───── PROVIDED ENTRIES

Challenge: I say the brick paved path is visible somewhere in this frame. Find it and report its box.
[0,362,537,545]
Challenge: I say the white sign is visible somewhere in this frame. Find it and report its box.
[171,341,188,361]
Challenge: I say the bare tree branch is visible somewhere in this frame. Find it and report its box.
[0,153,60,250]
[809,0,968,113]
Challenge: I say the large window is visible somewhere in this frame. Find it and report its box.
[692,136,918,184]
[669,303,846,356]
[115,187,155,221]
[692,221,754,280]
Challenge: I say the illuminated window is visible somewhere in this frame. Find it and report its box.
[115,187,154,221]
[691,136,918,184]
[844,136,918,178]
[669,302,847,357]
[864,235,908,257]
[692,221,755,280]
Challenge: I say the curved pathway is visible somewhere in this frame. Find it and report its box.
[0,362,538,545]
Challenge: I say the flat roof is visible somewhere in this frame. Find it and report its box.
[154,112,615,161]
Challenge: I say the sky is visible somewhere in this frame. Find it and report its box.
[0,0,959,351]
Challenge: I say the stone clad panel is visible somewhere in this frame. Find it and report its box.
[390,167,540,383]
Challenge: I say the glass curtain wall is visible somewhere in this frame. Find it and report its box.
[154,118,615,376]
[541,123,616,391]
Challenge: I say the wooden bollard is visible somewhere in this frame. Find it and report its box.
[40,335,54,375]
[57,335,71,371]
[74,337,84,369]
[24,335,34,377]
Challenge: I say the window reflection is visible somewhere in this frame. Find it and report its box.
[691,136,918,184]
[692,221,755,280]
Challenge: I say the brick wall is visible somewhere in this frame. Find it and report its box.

──────────

*WHAT TO WORK ON*: Give these lines as a JSON list of strings, one string per line, with blank lines omitted.

*EXERCISE SOLUTION*:
[
  "Challenge: I say the brick paved path is visible somewhere in this frame. Find it and report its box.",
  "[0,362,537,545]",
  "Challenge: I say the white sign is visible somewhere in this frame. Find it and report its box.",
  "[171,341,188,361]",
  "Challenge: I say the bare tree branch is visible somewhere in this frame. Find it and report its box.",
  "[0,153,60,250]",
  "[809,0,968,113]",
  "Challenge: I say the large window is visible somewhere in this frame. Find it and report its box.",
  "[692,136,918,184]",
  "[669,303,846,356]",
  "[115,187,155,221]",
  "[692,221,754,280]",
  "Challenge: I say the illuminated window is visible somewhere in this frame. Find it and report its box.",
  "[115,187,154,221]",
  "[691,136,918,184]",
  "[844,136,918,178]",
  "[669,302,847,357]",
  "[864,235,908,257]",
  "[692,221,755,280]",
  "Challenge: I say the curved pathway is visible somewhere in this frame. Find it and report its box.",
  "[0,362,538,545]",
  "Challenge: I say the flat roof is visible somewhere in this frame. Find it and report its box.",
  "[154,112,615,161]",
  "Challenge: I say the sky is visible somewhere in this frame. Find it and report its box.",
  "[0,0,959,351]",
  "Challenge: I say the stone clad panel is visible somewhere in this frame. Find it and report its box.",
  "[390,167,540,383]",
  "Challenge: I say the glass curtain wall is visible somewhere in this frame. Find it and report its box.",
  "[154,118,615,376]",
  "[541,123,616,391]",
  "Challenge: I say the wooden bollard is visible somewhere in this frame. Find it and report its box.",
  "[40,335,54,375]",
  "[57,335,71,371]",
  "[74,337,84,369]",
  "[24,335,34,377]",
  "Challenge: I say the window reflection is visible somewhere in this frame. Find it and report its box.",
  "[691,136,918,184]",
  "[692,221,755,280]",
  "Challenge: I say the brick wall is visible somewhere in this frame. Find it and report its box."
]